Kutipan Halaman
⟨
2. Konsep Kebijakan Pelayanan Publik di Era Otonomi Daerah
a. Paradigma kebijakan pelayanan publik di
era otonomi daerah yang diatur melalui berbagai macam Peraturan Perundang-undangan,
hakekatnya untuk mewujudkan
kepemerintahan yang baik. Konsep pemberian otonomi kepada daerah dan konsep
desentralisasi yang telah diuraikan diatas, mengandung pemahaman bahwa
kebijakan pelayanan publik di era otonomi daerah, adalah dalam kerangka
terselenggaranya kepemerintahan yang baik, yang diwujudkan melalui tanggung
jawab dan kewajiban daerah untuk meningkatkan pelayanan publik untuk
mensejahterakan masyarakat di daerahnya.
b. Otonomi daerah adalah “hak, wewenang, dan
kewajiban daerah otonom untuk
mengatur dan mengurus sendiri urusan pemerintahan dan kepentingan masyarakat setempat…”. Daerah otonom selanjutnya disebut daerah, adalah kesatuan masyarakat hukum yang
mempunyai batas-batas wilayah yang berwenang mengatur dan mengurus urusan
pemerintahan dan kepentingan masyarakat
setempat, menurut prakarsa sendiri berdasarkan aspirasi masyarakat dalam
sistem NKRI.
Definisi tersebut dapat diartikan, bahwa
otonomi daerah adalah hak,wewenang dan kewajiban yang diberikan kepada kesatuan
masyarakat hukum untuk mengatur dan mengurus urusan pemerintahan untuk
kepentingan mensejahterakan masyarakat.
⟩
Entri penunjukan objek berlabel
⟨
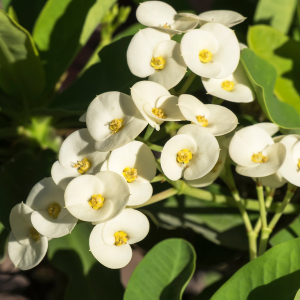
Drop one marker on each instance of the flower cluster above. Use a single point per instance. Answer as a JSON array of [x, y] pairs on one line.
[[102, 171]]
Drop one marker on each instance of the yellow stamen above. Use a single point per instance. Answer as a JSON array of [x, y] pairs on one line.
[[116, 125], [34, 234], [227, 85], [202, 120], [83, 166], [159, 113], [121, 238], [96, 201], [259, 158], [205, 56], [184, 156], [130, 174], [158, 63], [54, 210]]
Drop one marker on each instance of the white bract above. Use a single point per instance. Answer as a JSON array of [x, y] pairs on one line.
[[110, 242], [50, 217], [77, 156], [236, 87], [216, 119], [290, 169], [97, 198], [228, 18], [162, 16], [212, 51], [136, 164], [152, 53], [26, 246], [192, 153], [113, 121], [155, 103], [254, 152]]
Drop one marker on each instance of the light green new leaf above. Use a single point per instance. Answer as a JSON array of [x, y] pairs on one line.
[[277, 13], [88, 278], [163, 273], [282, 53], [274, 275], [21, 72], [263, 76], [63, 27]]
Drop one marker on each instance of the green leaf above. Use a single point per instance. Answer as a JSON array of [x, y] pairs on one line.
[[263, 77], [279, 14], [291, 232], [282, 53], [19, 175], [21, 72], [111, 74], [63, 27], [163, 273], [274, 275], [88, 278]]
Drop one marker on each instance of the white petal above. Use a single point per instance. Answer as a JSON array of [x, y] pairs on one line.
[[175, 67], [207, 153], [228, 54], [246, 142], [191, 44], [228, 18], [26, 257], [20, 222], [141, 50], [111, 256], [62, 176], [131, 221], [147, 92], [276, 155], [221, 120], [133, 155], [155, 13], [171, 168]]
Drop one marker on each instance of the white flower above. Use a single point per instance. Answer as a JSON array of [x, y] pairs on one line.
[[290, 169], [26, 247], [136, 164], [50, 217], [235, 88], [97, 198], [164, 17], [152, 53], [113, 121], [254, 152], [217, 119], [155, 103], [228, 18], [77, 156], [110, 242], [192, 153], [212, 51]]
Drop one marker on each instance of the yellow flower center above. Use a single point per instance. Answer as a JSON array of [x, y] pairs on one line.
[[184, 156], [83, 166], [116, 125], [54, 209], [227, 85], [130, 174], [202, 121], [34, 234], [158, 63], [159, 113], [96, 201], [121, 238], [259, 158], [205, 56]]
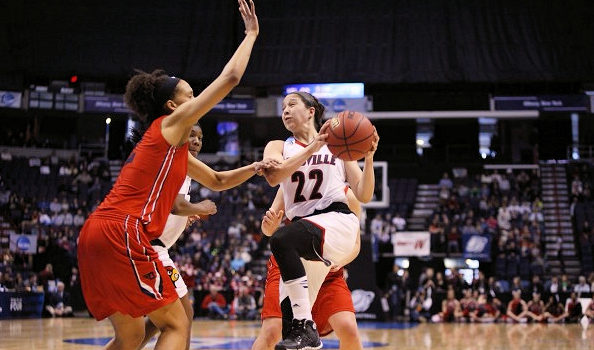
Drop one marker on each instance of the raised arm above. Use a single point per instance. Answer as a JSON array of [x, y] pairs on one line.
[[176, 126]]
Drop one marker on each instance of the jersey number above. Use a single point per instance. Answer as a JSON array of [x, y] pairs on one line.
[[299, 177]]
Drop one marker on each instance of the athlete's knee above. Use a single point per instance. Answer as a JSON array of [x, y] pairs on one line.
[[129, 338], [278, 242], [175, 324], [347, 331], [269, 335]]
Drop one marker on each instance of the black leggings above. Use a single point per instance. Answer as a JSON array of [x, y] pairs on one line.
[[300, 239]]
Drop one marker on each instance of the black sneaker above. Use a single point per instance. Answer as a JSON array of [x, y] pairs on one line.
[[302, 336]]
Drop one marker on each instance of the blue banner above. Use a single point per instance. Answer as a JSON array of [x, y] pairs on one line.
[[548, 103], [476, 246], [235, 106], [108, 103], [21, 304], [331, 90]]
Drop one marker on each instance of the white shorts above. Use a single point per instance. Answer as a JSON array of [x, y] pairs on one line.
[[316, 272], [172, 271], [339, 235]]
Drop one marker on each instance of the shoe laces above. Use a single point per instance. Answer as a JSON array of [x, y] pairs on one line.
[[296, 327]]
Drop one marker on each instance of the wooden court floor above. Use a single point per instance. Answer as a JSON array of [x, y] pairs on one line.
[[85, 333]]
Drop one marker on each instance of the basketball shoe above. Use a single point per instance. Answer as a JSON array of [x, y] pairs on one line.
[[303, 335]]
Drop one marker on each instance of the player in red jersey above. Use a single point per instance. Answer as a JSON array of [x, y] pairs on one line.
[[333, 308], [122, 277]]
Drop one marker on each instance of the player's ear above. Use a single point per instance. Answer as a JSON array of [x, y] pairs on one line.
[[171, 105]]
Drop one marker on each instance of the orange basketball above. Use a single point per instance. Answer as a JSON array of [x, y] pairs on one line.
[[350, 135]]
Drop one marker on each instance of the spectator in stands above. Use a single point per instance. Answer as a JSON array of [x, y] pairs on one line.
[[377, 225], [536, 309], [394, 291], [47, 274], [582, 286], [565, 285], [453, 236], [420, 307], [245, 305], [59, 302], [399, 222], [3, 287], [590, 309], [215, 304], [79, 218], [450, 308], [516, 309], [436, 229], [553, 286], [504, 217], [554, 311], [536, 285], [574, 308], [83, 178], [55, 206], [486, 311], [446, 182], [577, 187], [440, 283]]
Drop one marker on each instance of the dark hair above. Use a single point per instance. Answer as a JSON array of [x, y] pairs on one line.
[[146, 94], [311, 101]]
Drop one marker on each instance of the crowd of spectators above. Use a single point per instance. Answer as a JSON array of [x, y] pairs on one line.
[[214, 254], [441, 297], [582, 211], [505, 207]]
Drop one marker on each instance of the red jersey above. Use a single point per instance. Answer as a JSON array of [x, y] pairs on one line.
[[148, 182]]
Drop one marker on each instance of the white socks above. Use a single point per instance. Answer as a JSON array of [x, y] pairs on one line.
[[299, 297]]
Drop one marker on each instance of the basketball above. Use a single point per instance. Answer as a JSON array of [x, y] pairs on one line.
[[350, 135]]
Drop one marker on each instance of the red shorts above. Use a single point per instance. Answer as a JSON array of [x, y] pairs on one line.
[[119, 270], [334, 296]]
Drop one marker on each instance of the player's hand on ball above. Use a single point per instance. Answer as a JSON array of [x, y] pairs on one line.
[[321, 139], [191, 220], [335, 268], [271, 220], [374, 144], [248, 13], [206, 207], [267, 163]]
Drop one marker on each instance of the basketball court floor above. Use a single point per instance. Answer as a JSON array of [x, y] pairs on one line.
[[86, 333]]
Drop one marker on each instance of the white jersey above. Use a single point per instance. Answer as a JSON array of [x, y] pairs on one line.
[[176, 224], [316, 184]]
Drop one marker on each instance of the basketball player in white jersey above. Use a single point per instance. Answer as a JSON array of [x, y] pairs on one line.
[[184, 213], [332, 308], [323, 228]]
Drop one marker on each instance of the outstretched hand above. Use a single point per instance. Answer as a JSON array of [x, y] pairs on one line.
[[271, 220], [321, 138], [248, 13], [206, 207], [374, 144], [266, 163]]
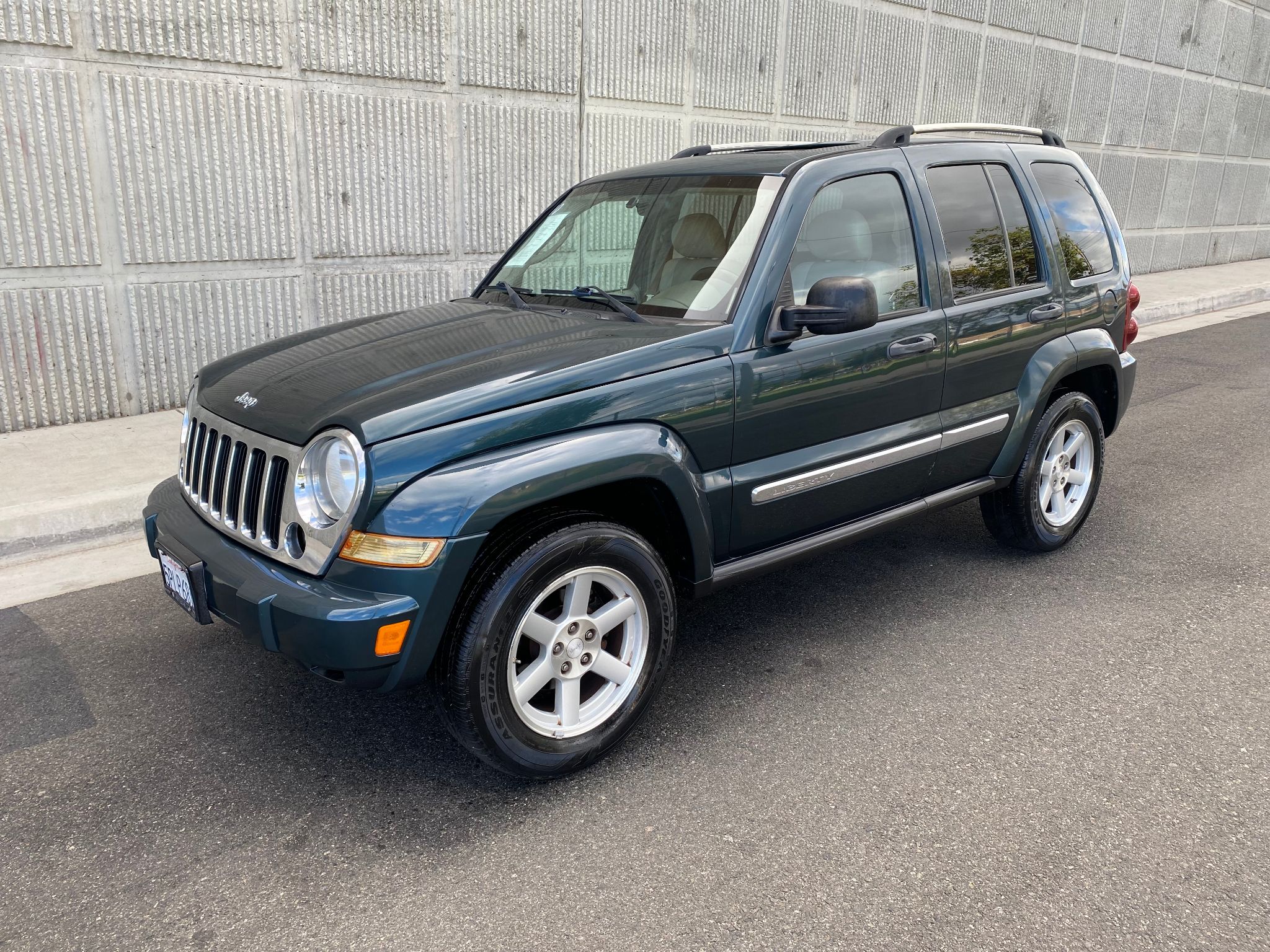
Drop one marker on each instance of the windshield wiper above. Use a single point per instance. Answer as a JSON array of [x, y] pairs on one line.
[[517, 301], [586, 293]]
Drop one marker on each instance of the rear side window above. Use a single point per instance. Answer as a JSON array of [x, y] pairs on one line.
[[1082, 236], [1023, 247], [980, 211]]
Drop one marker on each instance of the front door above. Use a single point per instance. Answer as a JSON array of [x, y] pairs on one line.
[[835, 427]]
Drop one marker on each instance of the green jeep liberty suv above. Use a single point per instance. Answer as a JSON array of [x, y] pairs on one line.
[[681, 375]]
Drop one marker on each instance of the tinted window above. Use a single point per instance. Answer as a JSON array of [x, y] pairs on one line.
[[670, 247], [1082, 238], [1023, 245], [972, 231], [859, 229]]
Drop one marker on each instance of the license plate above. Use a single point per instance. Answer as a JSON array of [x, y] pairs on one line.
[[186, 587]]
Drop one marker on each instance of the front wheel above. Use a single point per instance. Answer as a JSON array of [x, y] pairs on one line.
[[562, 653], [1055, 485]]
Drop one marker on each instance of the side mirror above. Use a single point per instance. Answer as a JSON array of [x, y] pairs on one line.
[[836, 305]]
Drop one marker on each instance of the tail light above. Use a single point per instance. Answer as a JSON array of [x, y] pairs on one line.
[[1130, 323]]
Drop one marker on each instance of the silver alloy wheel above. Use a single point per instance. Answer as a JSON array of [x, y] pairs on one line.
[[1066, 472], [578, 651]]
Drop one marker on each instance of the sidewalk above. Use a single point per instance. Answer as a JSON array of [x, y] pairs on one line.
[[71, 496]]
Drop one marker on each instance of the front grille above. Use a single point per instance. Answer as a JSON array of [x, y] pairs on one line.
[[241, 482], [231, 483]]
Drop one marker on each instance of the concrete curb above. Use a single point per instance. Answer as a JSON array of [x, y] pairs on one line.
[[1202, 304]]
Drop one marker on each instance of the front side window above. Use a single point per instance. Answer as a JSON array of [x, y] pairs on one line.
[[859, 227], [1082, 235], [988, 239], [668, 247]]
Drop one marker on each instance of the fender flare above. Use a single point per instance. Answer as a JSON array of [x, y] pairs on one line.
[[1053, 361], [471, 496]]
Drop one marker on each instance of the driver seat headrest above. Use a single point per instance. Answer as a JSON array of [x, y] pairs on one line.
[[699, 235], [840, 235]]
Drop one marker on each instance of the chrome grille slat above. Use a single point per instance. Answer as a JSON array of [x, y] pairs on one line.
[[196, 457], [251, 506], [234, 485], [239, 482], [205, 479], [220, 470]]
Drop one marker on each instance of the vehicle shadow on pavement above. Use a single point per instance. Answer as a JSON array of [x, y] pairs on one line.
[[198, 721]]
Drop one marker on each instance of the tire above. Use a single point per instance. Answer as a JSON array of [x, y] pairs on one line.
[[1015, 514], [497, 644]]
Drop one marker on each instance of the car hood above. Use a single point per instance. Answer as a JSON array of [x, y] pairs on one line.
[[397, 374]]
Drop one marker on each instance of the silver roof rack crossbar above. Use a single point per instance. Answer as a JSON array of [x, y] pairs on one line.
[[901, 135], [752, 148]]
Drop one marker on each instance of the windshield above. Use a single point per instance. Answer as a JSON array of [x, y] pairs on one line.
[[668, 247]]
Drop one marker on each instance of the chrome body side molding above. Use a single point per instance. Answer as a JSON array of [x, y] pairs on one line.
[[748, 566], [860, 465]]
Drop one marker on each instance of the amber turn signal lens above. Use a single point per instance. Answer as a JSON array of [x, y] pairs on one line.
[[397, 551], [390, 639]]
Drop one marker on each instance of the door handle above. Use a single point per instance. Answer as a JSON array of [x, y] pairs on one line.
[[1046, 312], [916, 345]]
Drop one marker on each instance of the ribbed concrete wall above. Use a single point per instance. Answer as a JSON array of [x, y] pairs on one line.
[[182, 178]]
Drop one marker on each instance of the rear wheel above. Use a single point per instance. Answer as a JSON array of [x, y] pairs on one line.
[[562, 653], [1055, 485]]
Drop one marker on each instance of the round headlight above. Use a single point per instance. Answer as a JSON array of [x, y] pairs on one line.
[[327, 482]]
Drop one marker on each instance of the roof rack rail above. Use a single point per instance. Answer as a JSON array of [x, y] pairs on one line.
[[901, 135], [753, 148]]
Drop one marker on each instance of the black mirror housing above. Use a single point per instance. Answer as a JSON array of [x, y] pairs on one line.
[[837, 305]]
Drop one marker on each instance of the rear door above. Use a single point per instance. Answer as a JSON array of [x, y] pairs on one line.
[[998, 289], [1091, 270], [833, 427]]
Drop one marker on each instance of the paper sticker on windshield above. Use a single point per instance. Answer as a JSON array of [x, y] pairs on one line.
⟩
Latihan Singkat A
Tuliskan ulang tanpa perubahan bagian kutipan tentang otonomi daerah, mulai dari "2. Konsep Kebijakan" sampai dengan "masyarakat di daerahnya.".
Latihan Singkat B
Jawab pertanyaan berikut berdasarkan kutipan tentang otonomi daerah:
(i) Pada hakikatnya, paradigma kebijakan pelayanan publik di era otonomi daerah dimaksudkan untuk mewujudkan apa?
(ii) Tanggung jawab dan kewajiban daerah untuk meningkatkan pelayanan publik bertujuan untuk apa?
(iii) Daerah otonom berwenang mengatur dan mengurus urusan pemerintahan dalam sistem apa?

Jawaban Lengkap A
2. Konsep Kebijakan Pelayanan Publik di Era Otonomi Daerah
a. Paradigma kebijakan pelayanan publik di
era otonomi daerah yang diatur melalui berbagai macam Peraturan Perundang-undangan,
hakekatnya untuk mewujudkan
kepemerintahan yang baik. Konsep pemberian otonomi kepada daerah dan konsep
desentralisasi yang telah diuraikan diatas, mengandung pemahaman bahwa
kebijakan pelayanan publik di era otonomi daerah, adalah dalam kerangka
terselenggaranya kepemerintahan yang baik, yang diwujudkan melalui tanggung
jawab dan kewajiban daerah untuk meningkatkan pelayanan publik untuk
mensejahterakan masyarakat di daerahnya.

Jawaban Lengkap B
(i) Kepemerintahan yang baik.
(ii) Untuk mensejahterakan masyarakat di daerahnya.
(iii) Dalam sistem NKRI.